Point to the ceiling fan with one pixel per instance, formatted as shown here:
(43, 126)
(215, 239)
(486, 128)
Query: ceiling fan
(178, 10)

+---+

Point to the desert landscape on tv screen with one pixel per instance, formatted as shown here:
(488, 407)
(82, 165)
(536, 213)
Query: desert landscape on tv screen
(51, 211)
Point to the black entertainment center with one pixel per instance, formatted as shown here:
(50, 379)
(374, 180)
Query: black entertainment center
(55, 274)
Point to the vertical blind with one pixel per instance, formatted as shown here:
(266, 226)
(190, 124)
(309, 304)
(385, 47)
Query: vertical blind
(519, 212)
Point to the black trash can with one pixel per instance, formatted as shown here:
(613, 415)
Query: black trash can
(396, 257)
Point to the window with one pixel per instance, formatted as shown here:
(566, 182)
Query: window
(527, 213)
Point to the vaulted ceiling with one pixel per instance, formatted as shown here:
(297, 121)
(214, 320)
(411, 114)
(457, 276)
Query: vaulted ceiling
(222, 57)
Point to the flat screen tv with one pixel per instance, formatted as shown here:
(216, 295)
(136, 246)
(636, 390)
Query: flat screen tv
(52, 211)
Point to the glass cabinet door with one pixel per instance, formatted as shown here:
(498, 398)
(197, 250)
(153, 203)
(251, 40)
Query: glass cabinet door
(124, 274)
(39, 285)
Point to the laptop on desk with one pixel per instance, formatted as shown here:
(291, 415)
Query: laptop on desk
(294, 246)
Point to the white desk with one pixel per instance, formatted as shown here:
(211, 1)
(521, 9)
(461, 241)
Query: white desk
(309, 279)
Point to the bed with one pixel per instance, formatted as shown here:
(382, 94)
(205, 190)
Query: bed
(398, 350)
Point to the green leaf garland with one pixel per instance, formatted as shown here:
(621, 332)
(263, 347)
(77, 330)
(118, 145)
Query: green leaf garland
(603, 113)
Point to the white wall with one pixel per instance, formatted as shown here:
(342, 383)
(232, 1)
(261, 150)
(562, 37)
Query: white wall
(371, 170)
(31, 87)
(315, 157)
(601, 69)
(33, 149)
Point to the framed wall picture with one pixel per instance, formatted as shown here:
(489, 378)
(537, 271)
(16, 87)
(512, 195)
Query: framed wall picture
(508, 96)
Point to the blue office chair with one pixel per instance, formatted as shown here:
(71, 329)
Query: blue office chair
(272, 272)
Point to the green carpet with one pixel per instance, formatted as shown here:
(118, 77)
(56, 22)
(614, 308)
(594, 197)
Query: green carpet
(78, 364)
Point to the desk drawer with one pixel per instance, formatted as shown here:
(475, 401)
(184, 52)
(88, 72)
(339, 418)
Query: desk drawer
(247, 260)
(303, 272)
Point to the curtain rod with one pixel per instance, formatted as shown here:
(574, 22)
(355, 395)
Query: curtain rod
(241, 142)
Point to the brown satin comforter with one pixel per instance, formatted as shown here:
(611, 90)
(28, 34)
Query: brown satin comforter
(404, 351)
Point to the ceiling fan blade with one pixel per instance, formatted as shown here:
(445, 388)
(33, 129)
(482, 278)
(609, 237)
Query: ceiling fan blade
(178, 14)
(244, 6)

+---+

• **Your objective**
Extract each line of the records above that contains the word "desk"; matching is case-sensitive.

• **Complete answer**
Point to the laptop on desk with one pixel per instance, formatted as shown here:
Query: laptop on desk
Point to the white desk with one pixel per instance, formatted as shown here:
Query: white desk
Point to the desk drawer with one pixel per instance, formatted as shown here:
Query: desk drawer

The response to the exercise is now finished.